--- start Data excerpts ---
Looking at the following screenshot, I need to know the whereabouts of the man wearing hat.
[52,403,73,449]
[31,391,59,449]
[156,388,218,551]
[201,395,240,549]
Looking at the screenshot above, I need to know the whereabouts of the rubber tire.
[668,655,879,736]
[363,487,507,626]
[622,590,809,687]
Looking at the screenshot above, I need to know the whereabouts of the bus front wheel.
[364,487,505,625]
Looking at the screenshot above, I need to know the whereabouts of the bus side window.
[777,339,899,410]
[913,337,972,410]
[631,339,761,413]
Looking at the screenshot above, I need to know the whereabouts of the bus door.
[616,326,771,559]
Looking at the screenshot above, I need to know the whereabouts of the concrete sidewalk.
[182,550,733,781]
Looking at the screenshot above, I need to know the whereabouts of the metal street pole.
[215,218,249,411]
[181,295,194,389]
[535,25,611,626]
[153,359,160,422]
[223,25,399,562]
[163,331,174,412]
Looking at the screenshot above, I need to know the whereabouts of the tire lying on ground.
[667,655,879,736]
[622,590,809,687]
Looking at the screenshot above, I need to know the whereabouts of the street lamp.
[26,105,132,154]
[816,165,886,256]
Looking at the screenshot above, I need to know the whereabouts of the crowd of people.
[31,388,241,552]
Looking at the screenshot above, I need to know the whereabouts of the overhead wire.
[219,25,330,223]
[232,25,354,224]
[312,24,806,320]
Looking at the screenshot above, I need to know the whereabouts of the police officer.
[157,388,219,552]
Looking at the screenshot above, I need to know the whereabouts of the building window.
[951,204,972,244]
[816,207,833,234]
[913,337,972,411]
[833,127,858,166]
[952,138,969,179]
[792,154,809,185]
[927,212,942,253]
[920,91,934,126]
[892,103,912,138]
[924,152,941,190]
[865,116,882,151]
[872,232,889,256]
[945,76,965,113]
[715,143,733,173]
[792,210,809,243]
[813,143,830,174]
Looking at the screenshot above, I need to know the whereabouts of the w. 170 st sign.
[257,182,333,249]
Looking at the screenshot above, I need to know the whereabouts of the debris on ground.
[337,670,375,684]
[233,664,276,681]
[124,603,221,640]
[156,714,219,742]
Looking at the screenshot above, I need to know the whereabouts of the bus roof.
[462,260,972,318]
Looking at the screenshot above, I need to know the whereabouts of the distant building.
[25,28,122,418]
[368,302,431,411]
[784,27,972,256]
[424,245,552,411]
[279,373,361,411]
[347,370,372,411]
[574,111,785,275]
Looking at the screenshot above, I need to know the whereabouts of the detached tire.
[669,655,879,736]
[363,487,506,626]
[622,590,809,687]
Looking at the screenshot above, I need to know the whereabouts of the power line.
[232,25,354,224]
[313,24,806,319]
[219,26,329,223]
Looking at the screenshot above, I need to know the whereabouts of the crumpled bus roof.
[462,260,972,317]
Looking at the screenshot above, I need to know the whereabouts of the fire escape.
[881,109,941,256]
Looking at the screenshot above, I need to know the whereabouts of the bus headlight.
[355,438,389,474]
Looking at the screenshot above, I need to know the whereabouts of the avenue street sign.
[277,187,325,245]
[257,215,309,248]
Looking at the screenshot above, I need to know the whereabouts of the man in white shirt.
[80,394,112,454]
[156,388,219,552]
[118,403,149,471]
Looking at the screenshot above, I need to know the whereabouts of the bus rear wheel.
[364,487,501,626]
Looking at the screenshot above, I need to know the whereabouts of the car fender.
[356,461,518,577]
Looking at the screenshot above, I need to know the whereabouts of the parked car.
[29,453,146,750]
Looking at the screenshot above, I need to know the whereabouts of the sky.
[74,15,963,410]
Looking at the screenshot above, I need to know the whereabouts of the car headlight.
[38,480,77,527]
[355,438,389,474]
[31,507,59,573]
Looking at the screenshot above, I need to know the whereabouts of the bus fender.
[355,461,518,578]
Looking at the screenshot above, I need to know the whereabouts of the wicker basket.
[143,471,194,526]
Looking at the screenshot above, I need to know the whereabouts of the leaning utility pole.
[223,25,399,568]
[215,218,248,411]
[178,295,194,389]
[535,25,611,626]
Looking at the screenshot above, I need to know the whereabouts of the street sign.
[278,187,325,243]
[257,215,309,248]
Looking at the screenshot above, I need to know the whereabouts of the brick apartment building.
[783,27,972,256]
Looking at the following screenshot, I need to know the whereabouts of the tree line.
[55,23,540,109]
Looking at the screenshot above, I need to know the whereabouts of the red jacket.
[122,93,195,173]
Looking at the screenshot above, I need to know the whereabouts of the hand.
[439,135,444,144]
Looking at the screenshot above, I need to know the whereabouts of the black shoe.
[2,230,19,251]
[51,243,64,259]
--- end Data excerpts ---
** What you need to do **
Render the lines of the records above that start with the line containing "170 st sign." and end with the line containing "[462,260,972,318]", both included, as a JSON list of strings with one string per line and blank lines left out.

** Final result **
[
  "Looking at the screenshot above, I need to know the whereabouts of the w. 170 st sign.",
  "[257,182,333,249]",
  "Looking at the screenshot above, I need to know the whereabouts of the debris on ground.",
  "[337,670,375,684]",
  "[233,664,276,681]",
  "[124,603,221,640]",
  "[156,714,219,742]",
  "Looking at the screenshot above, I need to know the whereabouts of the bus roof.",
  "[462,260,972,318]"
]